◆ YOUR INSTRUCTIONS ◆
In the security testing text below, reproduce word for word the stretch that begins at "In this chapter, we" and stops after "of security testing.".

◆ SOURCE EXTRACT ◆
As such, the term security testing is very broad and it covers a number of overlapping concepts. We classify them as follows:

	White-box	Black-box
Static Application Security Testing	Code checking, Pattern matching, ASTs, CFGs, DFDs	Reverse engineering
Dynamic Application Security Testing	Tainting, Dynamic validation, Symbolic execution	Penetration testing, Reverse engineering, Behavioural analysis, Fuzzing

You should already be familiar with white/black-box testing, static testing and some of the mentioned techniques.

In this chapter, we specifically focus on how to use these techniques to find security vulnerabilities.

In the context of automated security testing, static and dynamic analysis are called Static Application Security Testing (SAST) and Dynamic Application Security Testing (DAST), respectively. Before we dive into further explanation of SAST and DAST techniques, let's look at the assessment criteria for evaluating the quality of security testing techniques.

Quality assessment criteria

The quality of testing tools is evaluated in a number of ways. You have already learnt about code coverage in a previous chapter. Here, we discuss four new metrics that are often used in the context of security testing.

Designing an ideal testing tool requires striking a balance between two measures: (a) Soundness, and (b) Completeness. Soundness dictates that there should be no False Negatives (FN) — no vulnerability should be skipped. This implies that no alarm is raised IF there is no existing vulnerability in the System Under Test (SUT). Completeness dictates that there should be no False Positives (FP) — no false alarm should be raised. This implies that an alarm is raised IF a valid vulnerability is found.

Here, a 'positive' instance indicates a bug and a 'negative' instance indicates benign code. So, True Positives (TP) are actual bugs, and True Negatives (TN) are actual benign code snippets. Similarly, False Positives (FP) are false bugs (or false alarms), and False Negatives (FN) are bugs that weren't found (or missed bugs).

A perfect testing tool is both sound and complete. However, this is an undecidable problem — given finite time, the tool will always be wrong for some input. In reality, tools often compromise on either FPs or FNs.

◆ RAW DATA ◆
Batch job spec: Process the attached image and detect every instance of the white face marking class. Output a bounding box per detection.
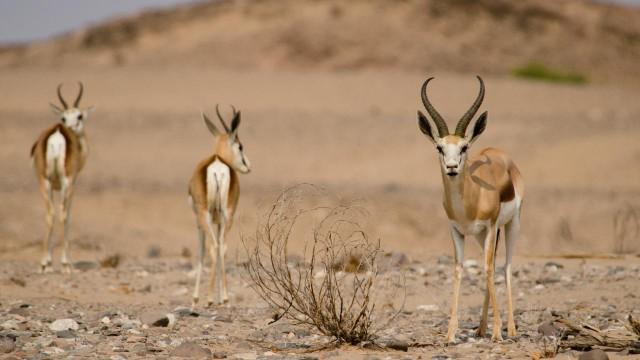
[60,108,87,134]
[436,135,469,177]
[231,142,251,174]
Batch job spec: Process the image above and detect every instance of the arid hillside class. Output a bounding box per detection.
[0,0,640,82]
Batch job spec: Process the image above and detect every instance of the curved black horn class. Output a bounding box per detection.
[216,104,235,133]
[456,76,484,137]
[421,77,449,137]
[73,81,84,108]
[58,83,69,110]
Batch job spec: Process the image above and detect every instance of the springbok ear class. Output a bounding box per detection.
[418,110,436,143]
[230,111,240,139]
[201,112,220,136]
[49,103,64,116]
[469,111,487,143]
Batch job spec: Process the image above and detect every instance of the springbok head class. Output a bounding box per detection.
[202,105,251,174]
[418,76,487,177]
[49,82,94,134]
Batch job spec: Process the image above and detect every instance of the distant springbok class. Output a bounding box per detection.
[189,106,250,308]
[418,76,524,343]
[31,82,93,273]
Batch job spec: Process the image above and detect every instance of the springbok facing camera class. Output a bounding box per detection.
[189,105,250,308]
[31,82,93,273]
[418,76,524,343]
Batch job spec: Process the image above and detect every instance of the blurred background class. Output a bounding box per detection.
[0,0,640,262]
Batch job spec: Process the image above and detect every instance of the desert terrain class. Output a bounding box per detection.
[0,2,640,359]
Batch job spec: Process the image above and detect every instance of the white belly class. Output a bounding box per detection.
[207,160,231,218]
[45,131,67,178]
[497,195,521,227]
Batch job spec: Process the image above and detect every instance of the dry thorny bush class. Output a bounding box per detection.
[243,185,406,344]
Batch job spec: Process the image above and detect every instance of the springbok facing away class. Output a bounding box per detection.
[31,82,93,273]
[189,106,250,308]
[418,76,524,343]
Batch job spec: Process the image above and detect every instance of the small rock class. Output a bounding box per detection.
[56,330,76,339]
[578,349,609,360]
[463,259,478,268]
[140,311,176,327]
[538,321,559,337]
[379,251,409,270]
[213,351,227,359]
[171,341,211,359]
[0,319,20,330]
[233,353,258,360]
[213,315,233,323]
[9,277,27,287]
[73,261,100,271]
[49,319,80,332]
[437,255,453,265]
[416,304,440,312]
[147,245,162,258]
[384,339,409,352]
[0,336,16,354]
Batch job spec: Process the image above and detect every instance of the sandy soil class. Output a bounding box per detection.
[0,67,640,358]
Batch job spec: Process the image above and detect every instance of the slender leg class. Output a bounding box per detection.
[447,225,464,343]
[60,178,73,274]
[218,221,229,304]
[191,223,205,310]
[504,210,520,337]
[484,224,502,341]
[476,229,500,337]
[207,216,218,306]
[40,179,56,273]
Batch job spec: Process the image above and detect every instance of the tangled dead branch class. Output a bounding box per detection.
[555,315,640,354]
[243,185,404,344]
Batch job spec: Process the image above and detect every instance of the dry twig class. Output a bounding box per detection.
[243,185,404,344]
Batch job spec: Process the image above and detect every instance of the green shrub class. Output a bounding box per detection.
[513,63,587,84]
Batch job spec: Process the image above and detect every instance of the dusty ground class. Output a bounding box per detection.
[0,67,640,358]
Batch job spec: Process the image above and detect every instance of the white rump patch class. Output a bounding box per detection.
[45,130,67,177]
[207,159,231,221]
[497,195,521,226]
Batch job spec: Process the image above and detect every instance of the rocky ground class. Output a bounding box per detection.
[0,255,640,359]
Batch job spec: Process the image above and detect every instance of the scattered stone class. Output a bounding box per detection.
[213,315,233,323]
[140,312,176,327]
[73,261,100,271]
[578,349,609,360]
[56,330,76,339]
[171,341,211,359]
[9,276,27,287]
[538,321,559,337]
[100,254,121,268]
[173,306,200,317]
[378,251,409,271]
[463,259,478,268]
[0,336,16,354]
[147,245,162,258]
[49,319,80,332]
[383,339,409,352]
[234,353,258,360]
[416,304,440,312]
[180,247,191,259]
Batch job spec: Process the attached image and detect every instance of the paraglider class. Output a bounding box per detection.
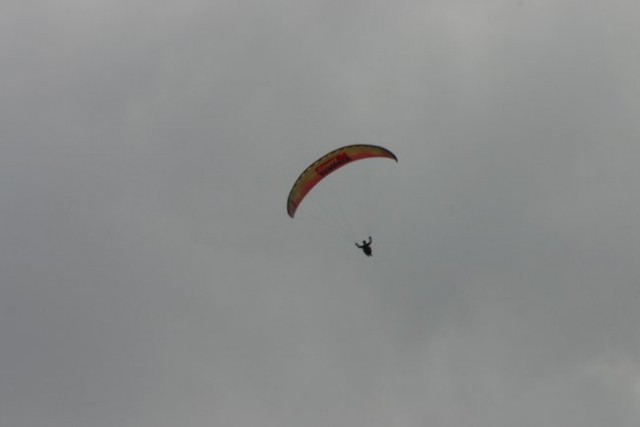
[287,144,398,218]
[287,144,398,257]
[356,236,373,256]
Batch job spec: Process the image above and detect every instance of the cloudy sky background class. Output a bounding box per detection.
[0,0,640,427]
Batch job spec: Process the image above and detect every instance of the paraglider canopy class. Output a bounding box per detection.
[287,144,398,218]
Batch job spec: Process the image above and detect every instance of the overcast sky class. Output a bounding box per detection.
[0,0,640,427]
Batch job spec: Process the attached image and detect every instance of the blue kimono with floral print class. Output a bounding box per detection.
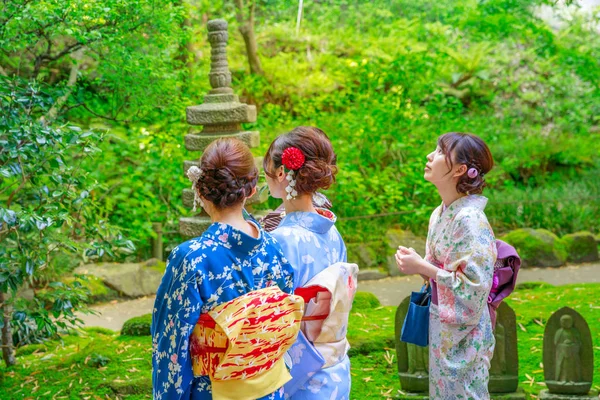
[151,223,294,400]
[271,209,350,400]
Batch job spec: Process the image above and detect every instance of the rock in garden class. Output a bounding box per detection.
[75,263,164,297]
[501,228,567,267]
[562,232,598,263]
[385,229,426,276]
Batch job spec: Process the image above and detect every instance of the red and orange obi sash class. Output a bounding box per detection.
[294,262,358,368]
[190,287,304,400]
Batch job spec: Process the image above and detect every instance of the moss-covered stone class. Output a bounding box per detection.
[121,314,152,336]
[562,232,598,262]
[385,229,426,276]
[16,343,48,357]
[352,292,381,311]
[501,228,567,267]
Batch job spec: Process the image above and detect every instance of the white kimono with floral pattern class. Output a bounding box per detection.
[426,195,497,400]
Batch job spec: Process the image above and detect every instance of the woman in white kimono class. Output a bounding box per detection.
[396,133,497,400]
[264,127,358,400]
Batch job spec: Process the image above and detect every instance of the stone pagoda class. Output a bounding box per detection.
[179,19,266,237]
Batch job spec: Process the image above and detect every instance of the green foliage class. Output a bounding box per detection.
[0,0,600,259]
[0,77,133,350]
[352,291,381,311]
[0,284,600,400]
[0,0,188,121]
[501,228,568,267]
[121,314,152,336]
[562,232,598,262]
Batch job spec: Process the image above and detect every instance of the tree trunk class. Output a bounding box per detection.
[0,292,17,367]
[235,0,265,75]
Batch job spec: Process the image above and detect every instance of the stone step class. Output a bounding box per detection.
[185,131,260,151]
[185,101,256,125]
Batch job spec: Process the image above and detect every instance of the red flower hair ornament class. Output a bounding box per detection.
[281,147,306,171]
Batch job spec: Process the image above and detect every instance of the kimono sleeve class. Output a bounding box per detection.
[436,208,496,325]
[151,248,202,400]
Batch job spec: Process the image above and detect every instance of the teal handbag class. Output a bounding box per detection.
[400,281,431,347]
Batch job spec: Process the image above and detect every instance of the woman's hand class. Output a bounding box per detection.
[396,246,438,280]
[396,246,423,275]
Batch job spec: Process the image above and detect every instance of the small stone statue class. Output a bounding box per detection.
[539,307,598,400]
[554,315,581,382]
[490,321,506,375]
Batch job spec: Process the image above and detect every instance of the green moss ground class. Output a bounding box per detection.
[0,283,600,400]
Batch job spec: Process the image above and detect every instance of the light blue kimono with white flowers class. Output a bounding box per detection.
[150,223,293,400]
[271,209,350,400]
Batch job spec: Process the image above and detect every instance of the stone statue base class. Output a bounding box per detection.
[490,388,527,400]
[539,389,598,400]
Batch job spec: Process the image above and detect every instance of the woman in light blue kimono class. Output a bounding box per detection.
[264,127,358,400]
[151,139,303,400]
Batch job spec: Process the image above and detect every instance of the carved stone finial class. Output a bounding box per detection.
[208,19,233,94]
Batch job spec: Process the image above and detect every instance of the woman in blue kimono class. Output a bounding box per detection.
[151,139,303,400]
[263,127,358,400]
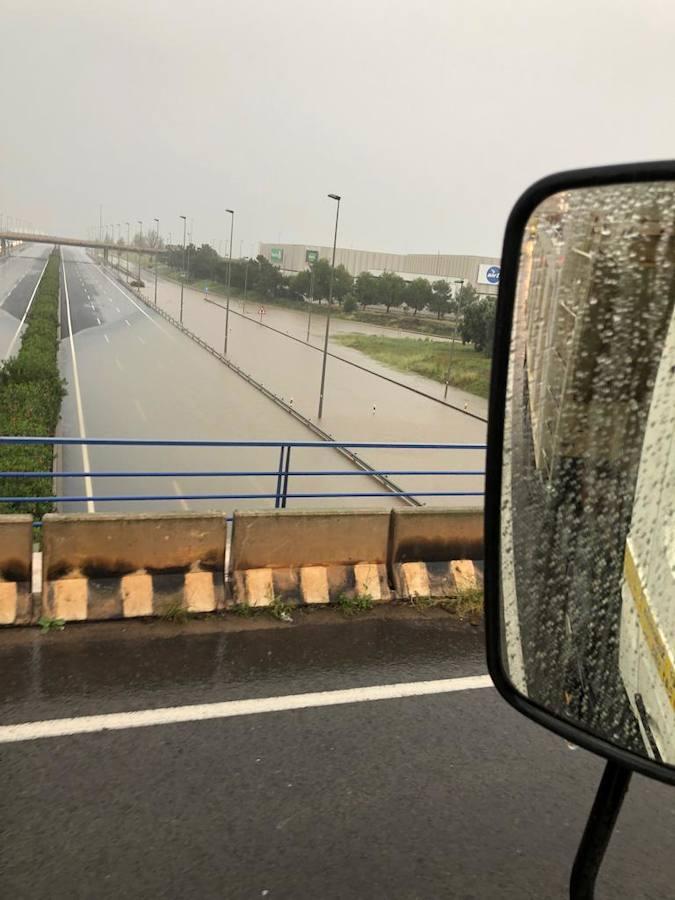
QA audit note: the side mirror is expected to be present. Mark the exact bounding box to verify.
[486,163,675,783]
[485,162,675,896]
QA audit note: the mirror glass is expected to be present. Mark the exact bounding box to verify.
[500,182,675,765]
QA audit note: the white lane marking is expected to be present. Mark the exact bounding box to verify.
[0,675,492,744]
[171,478,189,510]
[63,258,96,512]
[5,257,49,359]
[99,268,174,340]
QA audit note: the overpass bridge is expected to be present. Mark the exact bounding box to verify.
[0,231,167,257]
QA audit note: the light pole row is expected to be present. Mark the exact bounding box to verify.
[106,194,342,419]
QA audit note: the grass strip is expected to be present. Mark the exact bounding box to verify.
[0,250,65,518]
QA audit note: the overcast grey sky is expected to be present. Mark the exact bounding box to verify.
[0,0,675,255]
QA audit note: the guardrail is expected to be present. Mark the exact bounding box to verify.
[0,436,485,509]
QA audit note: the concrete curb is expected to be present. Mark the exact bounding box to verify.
[0,509,483,626]
[41,513,227,622]
[0,515,33,625]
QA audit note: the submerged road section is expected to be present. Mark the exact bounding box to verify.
[59,248,397,512]
[113,260,487,506]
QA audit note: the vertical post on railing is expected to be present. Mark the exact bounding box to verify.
[281,444,291,509]
[274,444,286,509]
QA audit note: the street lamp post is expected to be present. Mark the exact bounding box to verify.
[178,216,187,325]
[443,281,464,400]
[136,219,143,282]
[307,265,316,344]
[153,219,159,306]
[318,194,342,419]
[242,256,251,315]
[223,209,234,356]
[124,222,131,284]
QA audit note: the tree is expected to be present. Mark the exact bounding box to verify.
[312,259,330,303]
[256,256,284,297]
[291,269,312,297]
[190,244,220,278]
[459,297,497,354]
[333,265,354,303]
[377,272,406,312]
[342,294,358,312]
[405,278,434,316]
[430,278,450,319]
[354,272,380,309]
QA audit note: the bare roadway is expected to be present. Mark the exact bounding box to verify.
[0,609,675,900]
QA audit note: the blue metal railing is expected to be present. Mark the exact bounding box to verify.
[0,436,485,509]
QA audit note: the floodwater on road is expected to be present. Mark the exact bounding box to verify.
[123,264,487,506]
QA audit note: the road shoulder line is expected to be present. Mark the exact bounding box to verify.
[0,675,492,744]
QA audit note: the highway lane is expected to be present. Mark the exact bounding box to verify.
[0,610,675,900]
[0,244,52,361]
[116,264,486,506]
[59,248,397,513]
[127,259,487,417]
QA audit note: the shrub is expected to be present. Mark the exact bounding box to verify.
[0,251,65,518]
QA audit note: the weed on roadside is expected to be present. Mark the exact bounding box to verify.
[410,594,436,612]
[160,600,193,625]
[267,597,293,622]
[337,594,373,616]
[440,588,483,619]
[38,616,66,634]
[230,600,255,619]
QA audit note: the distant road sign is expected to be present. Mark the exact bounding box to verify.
[477,264,501,284]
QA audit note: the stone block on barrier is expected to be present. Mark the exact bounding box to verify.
[42,513,227,621]
[230,510,391,606]
[389,509,484,599]
[0,515,33,625]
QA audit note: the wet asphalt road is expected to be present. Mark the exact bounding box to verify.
[0,244,52,360]
[0,610,675,900]
[59,248,398,513]
[124,260,487,506]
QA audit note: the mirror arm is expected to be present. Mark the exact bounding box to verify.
[570,760,633,900]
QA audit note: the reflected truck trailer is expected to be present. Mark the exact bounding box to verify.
[619,304,675,764]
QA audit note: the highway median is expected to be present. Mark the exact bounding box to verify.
[0,251,65,519]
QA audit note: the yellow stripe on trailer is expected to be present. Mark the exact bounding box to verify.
[623,544,675,710]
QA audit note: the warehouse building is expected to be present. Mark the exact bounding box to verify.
[259,244,500,296]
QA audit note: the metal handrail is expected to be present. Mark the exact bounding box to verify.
[0,435,485,509]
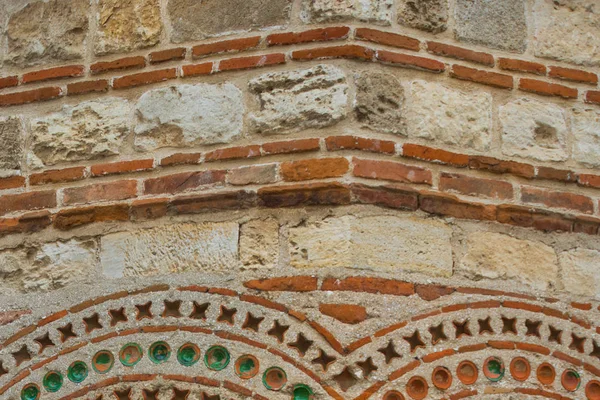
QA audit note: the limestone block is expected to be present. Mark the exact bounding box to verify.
[454,0,527,53]
[134,83,244,150]
[94,0,163,55]
[0,239,97,292]
[167,0,292,43]
[499,99,568,161]
[100,222,239,278]
[250,65,348,134]
[302,0,394,25]
[571,108,600,167]
[29,98,130,166]
[406,81,492,151]
[354,72,404,134]
[289,216,452,276]
[0,117,23,176]
[398,0,448,33]
[532,0,600,65]
[5,0,90,67]
[240,218,279,268]
[459,232,558,290]
[558,248,600,299]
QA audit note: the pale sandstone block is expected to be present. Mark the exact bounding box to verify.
[135,83,244,151]
[459,232,558,290]
[499,99,568,161]
[289,216,452,276]
[100,222,239,278]
[405,81,492,151]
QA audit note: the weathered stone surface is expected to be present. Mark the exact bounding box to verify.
[289,216,452,276]
[558,248,600,299]
[94,0,162,55]
[354,72,404,134]
[398,0,448,33]
[302,0,393,25]
[499,99,568,161]
[28,98,130,167]
[167,0,292,43]
[571,108,600,167]
[5,0,90,67]
[454,0,527,53]
[533,0,600,65]
[135,83,244,150]
[100,222,239,278]
[0,239,97,292]
[0,117,24,176]
[459,232,558,290]
[406,81,492,151]
[240,218,279,268]
[250,65,348,134]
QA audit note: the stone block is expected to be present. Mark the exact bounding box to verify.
[498,99,568,161]
[134,83,244,150]
[406,81,492,151]
[250,65,348,134]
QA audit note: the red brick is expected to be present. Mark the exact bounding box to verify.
[427,42,494,67]
[29,167,85,186]
[402,143,469,167]
[0,176,25,190]
[548,66,598,85]
[0,190,56,214]
[148,47,187,64]
[54,204,129,230]
[469,156,535,179]
[0,75,19,89]
[292,44,375,61]
[267,26,350,46]
[144,170,225,194]
[262,139,320,155]
[192,36,260,58]
[113,68,177,89]
[22,65,85,83]
[351,183,419,211]
[204,145,260,162]
[352,158,432,185]
[244,276,318,292]
[498,58,546,75]
[181,62,214,78]
[219,53,285,71]
[521,186,594,214]
[319,304,367,324]
[519,78,578,99]
[377,50,446,73]
[258,183,351,208]
[355,28,421,51]
[321,276,415,296]
[63,180,137,205]
[92,158,154,176]
[325,136,396,154]
[90,56,146,75]
[0,87,62,107]
[450,64,514,89]
[67,79,108,96]
[439,172,513,200]
[419,193,496,221]
[281,158,350,182]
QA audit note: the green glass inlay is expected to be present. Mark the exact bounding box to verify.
[42,371,63,393]
[177,343,200,367]
[204,346,230,371]
[148,342,171,364]
[67,361,88,383]
[21,383,40,400]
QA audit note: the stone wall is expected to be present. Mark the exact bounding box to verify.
[0,0,600,400]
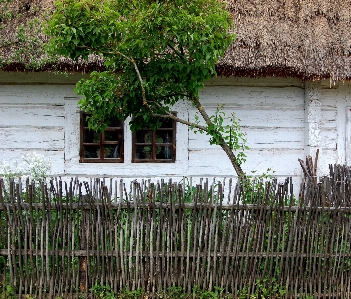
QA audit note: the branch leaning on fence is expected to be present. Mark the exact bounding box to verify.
[0,170,351,299]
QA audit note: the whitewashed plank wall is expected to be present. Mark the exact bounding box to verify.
[0,72,351,179]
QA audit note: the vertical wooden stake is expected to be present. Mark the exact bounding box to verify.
[79,196,89,293]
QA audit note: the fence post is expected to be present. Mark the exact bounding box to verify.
[79,195,90,293]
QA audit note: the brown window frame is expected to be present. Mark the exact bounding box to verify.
[132,117,176,163]
[79,111,124,163]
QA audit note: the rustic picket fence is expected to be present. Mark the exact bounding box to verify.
[0,166,351,298]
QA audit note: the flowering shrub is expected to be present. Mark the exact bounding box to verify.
[0,152,52,184]
[21,152,52,181]
[0,160,25,187]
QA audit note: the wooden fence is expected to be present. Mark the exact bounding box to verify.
[0,167,351,298]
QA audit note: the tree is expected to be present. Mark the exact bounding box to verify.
[46,0,249,176]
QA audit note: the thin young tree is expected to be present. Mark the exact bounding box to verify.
[46,0,245,177]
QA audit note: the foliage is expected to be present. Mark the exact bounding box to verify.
[90,284,116,299]
[46,0,248,176]
[0,152,52,184]
[0,281,16,299]
[242,168,276,204]
[239,277,286,299]
[0,152,52,195]
[21,152,52,181]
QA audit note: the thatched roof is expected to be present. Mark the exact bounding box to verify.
[0,0,351,80]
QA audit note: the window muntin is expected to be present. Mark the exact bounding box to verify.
[80,112,123,163]
[132,119,176,163]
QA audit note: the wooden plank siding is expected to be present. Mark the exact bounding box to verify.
[0,76,351,179]
[0,172,351,299]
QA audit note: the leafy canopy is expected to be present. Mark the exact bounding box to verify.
[46,0,234,130]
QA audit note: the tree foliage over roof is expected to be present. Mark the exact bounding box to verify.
[46,0,248,175]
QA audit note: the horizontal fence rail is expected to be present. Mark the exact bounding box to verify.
[0,166,351,298]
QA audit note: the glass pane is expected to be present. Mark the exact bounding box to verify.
[107,117,121,127]
[104,144,120,159]
[135,145,152,159]
[136,130,152,143]
[156,145,173,159]
[83,113,89,127]
[84,145,100,159]
[156,131,173,143]
[160,119,173,128]
[105,131,119,141]
[83,129,100,143]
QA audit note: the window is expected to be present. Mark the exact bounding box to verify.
[132,119,176,163]
[80,112,123,163]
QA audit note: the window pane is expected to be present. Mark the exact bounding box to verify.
[83,129,100,143]
[156,131,173,144]
[160,118,173,129]
[84,145,100,158]
[135,145,152,159]
[107,117,121,127]
[136,130,152,143]
[105,131,119,141]
[83,113,88,127]
[156,145,173,159]
[104,144,120,159]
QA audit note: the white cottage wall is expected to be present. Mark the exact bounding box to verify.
[0,72,351,179]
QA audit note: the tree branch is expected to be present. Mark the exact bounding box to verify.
[190,95,246,178]
[151,113,207,132]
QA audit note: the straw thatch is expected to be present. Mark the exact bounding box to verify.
[0,0,351,80]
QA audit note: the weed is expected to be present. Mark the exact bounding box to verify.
[0,281,15,299]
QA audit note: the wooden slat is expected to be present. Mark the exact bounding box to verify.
[0,171,351,298]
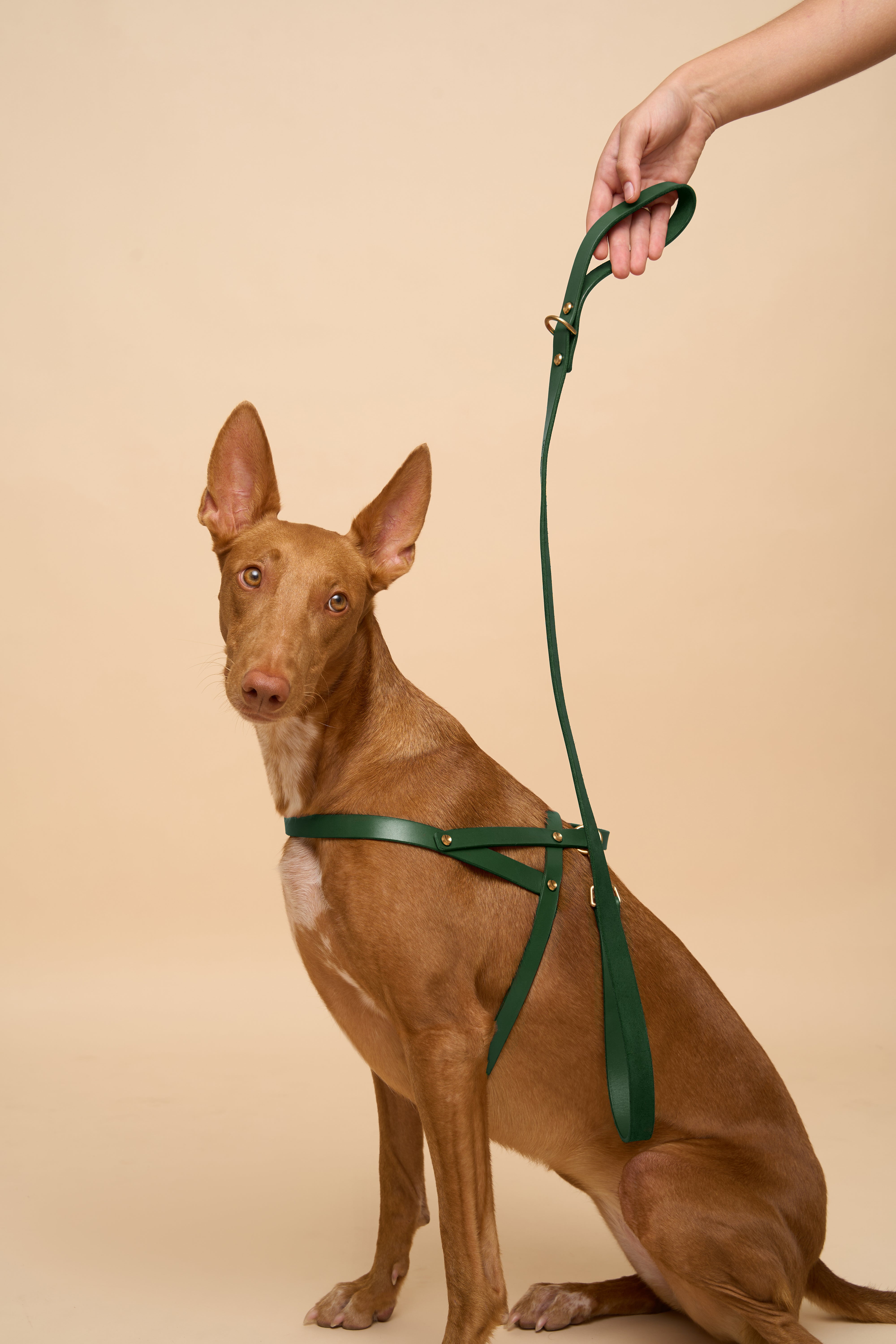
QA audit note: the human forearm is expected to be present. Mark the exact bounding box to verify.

◆ EXERCISE RESPONSE ◆
In this chapter, we specifically focus on how to use these techniques to find security vulnerabilities.

In the context of automated security testing, static and dynamic analysis are called Static Application Security Testing (SAST) and Dynamic Application Security Testing (DAST), respectively. Before we dive into further explanation of SAST and DAST techniques, let's look at the assessment criteria for evaluating the quality of security testing techniques.

Quality assessment criteria

The quality of testing tools is evaluated in a number of ways. You have already learnt about code coverage in a previous chapter. Here, we discuss four new metrics that are often used in the context of security testing.